Given task: Rewrite every entry below with each "marker" changed to "pin" and nothing else altered. Leave the pictures out of your version.

********

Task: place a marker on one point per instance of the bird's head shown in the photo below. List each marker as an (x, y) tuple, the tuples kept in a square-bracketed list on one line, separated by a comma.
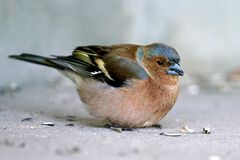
[(160, 60)]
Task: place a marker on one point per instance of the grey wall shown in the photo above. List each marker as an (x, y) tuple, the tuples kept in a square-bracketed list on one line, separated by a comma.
[(205, 32)]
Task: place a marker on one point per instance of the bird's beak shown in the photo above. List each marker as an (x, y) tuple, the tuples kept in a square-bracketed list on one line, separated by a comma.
[(175, 70)]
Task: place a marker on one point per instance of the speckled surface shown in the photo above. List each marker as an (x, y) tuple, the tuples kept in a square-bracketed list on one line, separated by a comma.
[(88, 140)]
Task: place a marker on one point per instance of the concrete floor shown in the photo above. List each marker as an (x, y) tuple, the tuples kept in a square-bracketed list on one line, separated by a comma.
[(88, 140)]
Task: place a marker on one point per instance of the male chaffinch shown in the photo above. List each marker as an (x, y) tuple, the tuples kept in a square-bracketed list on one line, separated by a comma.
[(130, 85)]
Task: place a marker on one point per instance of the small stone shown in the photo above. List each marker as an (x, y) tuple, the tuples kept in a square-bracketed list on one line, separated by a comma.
[(70, 124), (206, 130), (22, 145), (27, 119), (48, 123)]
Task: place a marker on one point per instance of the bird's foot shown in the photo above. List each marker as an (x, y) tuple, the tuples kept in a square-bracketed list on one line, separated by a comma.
[(118, 128)]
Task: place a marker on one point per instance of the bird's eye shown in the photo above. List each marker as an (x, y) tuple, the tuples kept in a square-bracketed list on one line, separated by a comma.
[(160, 63)]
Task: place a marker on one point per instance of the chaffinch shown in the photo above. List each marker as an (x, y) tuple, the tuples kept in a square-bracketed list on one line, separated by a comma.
[(130, 85)]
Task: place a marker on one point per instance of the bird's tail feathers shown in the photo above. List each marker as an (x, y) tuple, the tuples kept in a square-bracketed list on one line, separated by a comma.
[(36, 59)]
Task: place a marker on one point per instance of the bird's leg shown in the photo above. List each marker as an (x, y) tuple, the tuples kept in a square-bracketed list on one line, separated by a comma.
[(117, 128)]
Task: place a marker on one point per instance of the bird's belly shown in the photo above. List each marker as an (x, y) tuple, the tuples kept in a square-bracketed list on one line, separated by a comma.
[(125, 107)]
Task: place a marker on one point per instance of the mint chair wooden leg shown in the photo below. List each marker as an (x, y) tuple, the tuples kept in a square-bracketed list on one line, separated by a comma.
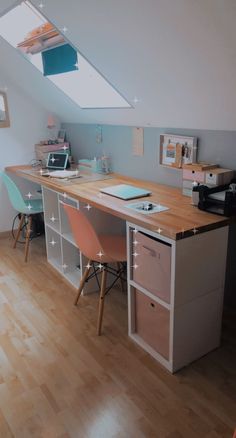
[(19, 230), (82, 282), (101, 301), (27, 239)]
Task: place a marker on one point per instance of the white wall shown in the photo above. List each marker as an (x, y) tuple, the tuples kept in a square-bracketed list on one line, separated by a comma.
[(28, 126)]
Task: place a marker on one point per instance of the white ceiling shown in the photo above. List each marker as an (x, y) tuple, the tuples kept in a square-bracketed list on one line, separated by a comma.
[(177, 56)]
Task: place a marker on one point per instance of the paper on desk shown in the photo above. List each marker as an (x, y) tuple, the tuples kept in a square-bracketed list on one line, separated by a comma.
[(64, 173)]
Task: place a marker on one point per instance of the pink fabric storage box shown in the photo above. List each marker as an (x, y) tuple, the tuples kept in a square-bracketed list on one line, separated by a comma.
[(193, 175), (152, 323), (154, 266)]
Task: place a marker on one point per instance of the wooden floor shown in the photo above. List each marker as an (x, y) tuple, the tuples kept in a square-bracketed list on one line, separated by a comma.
[(58, 379)]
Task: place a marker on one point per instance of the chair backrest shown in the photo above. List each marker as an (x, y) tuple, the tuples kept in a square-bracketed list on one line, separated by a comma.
[(14, 193), (84, 234)]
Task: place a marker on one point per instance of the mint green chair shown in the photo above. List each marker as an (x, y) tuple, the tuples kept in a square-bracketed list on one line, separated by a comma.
[(26, 208)]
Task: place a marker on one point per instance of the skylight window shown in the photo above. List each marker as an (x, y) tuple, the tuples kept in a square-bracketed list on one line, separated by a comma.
[(29, 32)]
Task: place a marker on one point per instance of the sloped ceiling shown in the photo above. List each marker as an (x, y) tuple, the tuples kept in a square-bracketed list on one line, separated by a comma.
[(176, 56)]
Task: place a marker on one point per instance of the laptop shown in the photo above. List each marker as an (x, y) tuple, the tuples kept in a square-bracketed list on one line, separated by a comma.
[(57, 161), (126, 192)]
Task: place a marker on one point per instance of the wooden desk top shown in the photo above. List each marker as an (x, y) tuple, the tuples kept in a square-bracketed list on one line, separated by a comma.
[(180, 221)]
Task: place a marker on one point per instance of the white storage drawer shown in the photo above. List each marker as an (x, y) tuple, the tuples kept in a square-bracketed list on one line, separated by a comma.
[(154, 266), (152, 322), (194, 175)]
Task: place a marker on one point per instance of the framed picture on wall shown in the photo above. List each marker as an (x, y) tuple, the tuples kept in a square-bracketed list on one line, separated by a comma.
[(176, 150)]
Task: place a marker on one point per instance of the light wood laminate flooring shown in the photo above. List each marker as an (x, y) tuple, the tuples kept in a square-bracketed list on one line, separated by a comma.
[(58, 379)]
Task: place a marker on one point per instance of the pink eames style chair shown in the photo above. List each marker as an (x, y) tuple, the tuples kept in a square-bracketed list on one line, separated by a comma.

********

Answer to the exercise:
Task: place a pin on one point per instance of the bird's head shown in the photo below. List each pin as an (x, y) tuple, the tuples kept in a square-bracketed list on one line, separated by a comma.
[(160, 60)]
Task: place a pin on one point per instance of the grey wall shown in the photo above. List each pin as an (x, y) tuple, the tuples kept in a square-bracketed list on one line, separated by a comma.
[(205, 32)]
Task: place a pin on one point per instance of the bird's beak shown in the photo above. List each pin as an (x, y) tuple, the tuples kept in a square-bracketed list on one line, separated by a comma.
[(175, 70)]
Task: place a pin on one point per instance of the speckled surface shown in the photo above. List each pin as an (x, y) tuple, the tuples kept in a square-bracketed list on one line, separated by a comma.
[(88, 140)]
Task: place a pin on one point per instance of the concrete floor shown in the photo above. List each pin as an (x, y) tuple, the tuples kept in a square-bracketed list on one line, separated by a comma.
[(88, 140)]
Task: place a pin on one point per instance of the male chaffinch shown in the photo above. List each pin as an (x, y) tuple, the tuples kept in a square-bracketed list on one line, separated by a comma.
[(130, 85)]
Task: place a pin on one point per instance of the small stone shown in the photo above. List each pin as an (x, y) tuple, the tuples kept in a square-bracketed list on one line, separated by a comma.
[(70, 124), (206, 130), (22, 145), (27, 119), (48, 123)]
Task: place a pin on one point per instance of the bird's foot shown in the photo above. List each pin as an (x, y) tuple, the tuples kept in a square-bracketed list on one line, separated by a comma.
[(118, 128)]
Task: place a pin on one point per instance of the bird's eye shown in the photo above. List each pin as an (x, y) tuple, the tuples kept in a square-bracketed list on one line, separated by a comma.
[(160, 63)]
Task: place a pin on one point per instance of the chaffinch shown in the photo above. List each pin as an (x, y) tuple, the tuples kept in a square-bracketed list on one line, separated by a comma.
[(130, 85)]
Task: place a pin on one point per instance of the bird's tail feathers shown in the photo above. List each pin as an (x, y) tuple, the tuples kept in a square-bracketed list on one line, separated by a comma.
[(36, 59)]
Task: place a pin on one point per instance of the bird's leg shown in the photo above. List each pin as an (x, y) tuple, the tuples kept in a square-bracketed list on one line, separated by a comma.
[(117, 128)]
Task: place a pin on one point per instance of the bird's belly shown in the photo above. List each pin as an (x, y) tuple, the tuples kept in a square-bracketed list on one line, separated by a comma.
[(125, 107)]
Task: place a pin on one point per instance of the mint chair wooden leg shown in the photo below. List each pin as an (x, y) tuple, the tuples kept in a square-bracketed list on one line, separated by a comma.
[(19, 230), (82, 282), (101, 301), (27, 239)]
Task: place a pin on one point per instance of the white wall shown in the photo above. List each pin as an (x, y) tuple, the tuples kept in a square-bracketed list on one line, separated by a comma.
[(28, 126)]
Task: place a pin on one point per instance of the white ceiling shown in the photo above. List each pin as an (x, y) tuple, the tuples kept in a square-bracketed list on one line, separated by a comma.
[(177, 56)]
Task: place a pin on one point per instance of the paper on desk shown in the photo above. List each pin as an (x, y) tuple, the tuples kept in a square-bracketed list on one line, separated by a comma.
[(64, 173)]
Task: place a pin on one point per instance of the pink fabric storage box shown in the photo above. List each pin as an (x, y) tuple, the tuples kept in a square-bracketed list on one line, separated by a comma.
[(193, 175), (152, 323), (154, 266)]
Task: place a pin on one point per instance of the wooden floor shown in the photo above. List each pin as an (x, y) tuple, the tuples kept in a square-bracketed list on one line, separated by a comma.
[(58, 379)]
Task: place a pin on one point per instance of the chair backrest shown in the photo above. List each pin as an (x, y) tuple, the tuples kept in a square-bracketed list on one line, separated by a comma.
[(14, 193), (84, 234)]
Task: place a pin on one point per instance of the mint green chair shown in the photo above. List each pin as an (x, y) tuple, the tuples kept in a square-bracketed list on one line, separated by a comma.
[(26, 208)]
Task: place a pin on one point per instance of the skylight window shown in the photo above. List each pin as an (x, y) tuple, the tuples kept in a square-bracketed list on one line, separated by a comma.
[(29, 32)]
Task: place a pin on one point per instance of the sloped ceiling shown in the photo above. List each pin as an (x, y) tuple, the tuples kept in a square-bracketed list on one line, separated by a comma.
[(176, 56)]
Task: place a pin on one point per instance of the laptop shown in the photo above. List each pin as an (x, y) tuple, the tuples kept in a square-bracketed list on one line, separated by a comma.
[(57, 161), (126, 192)]
Task: place a pin on one point per instance of the wooden desk top shown in the photo above. List each pin as an (x, y) tuple, the tuples kept in a square-bracketed list on one line, separated by a comma.
[(180, 221)]
Task: place a pin on one point per instance of the white storage drawer shown in the photo above. List each pin as an (x, y) tuple, the tuples kept in a square-bracketed list on one line, separated by a comma.
[(154, 266), (152, 322), (194, 175)]
Task: place a pin on one point per instance of the framed picture on wall shown in the photo above. List each pin as an (x, y) tuple, the tuples kept in a square-bracketed list on one line, separated by a comma.
[(176, 150)]
Task: place a pin on one point per instance of the light wood laminate flooring shown in the photo above. List each pin as an (x, y) tuple, the tuples kept in a square-bracketed list on one line, separated by a comma.
[(58, 379)]
Task: place a pin on one point per instance of the pink eames style chair shown in the photo above. List each pin as an (x, y) tuple, the tuples kept in a square-bracketed list on one line, separated by a comma.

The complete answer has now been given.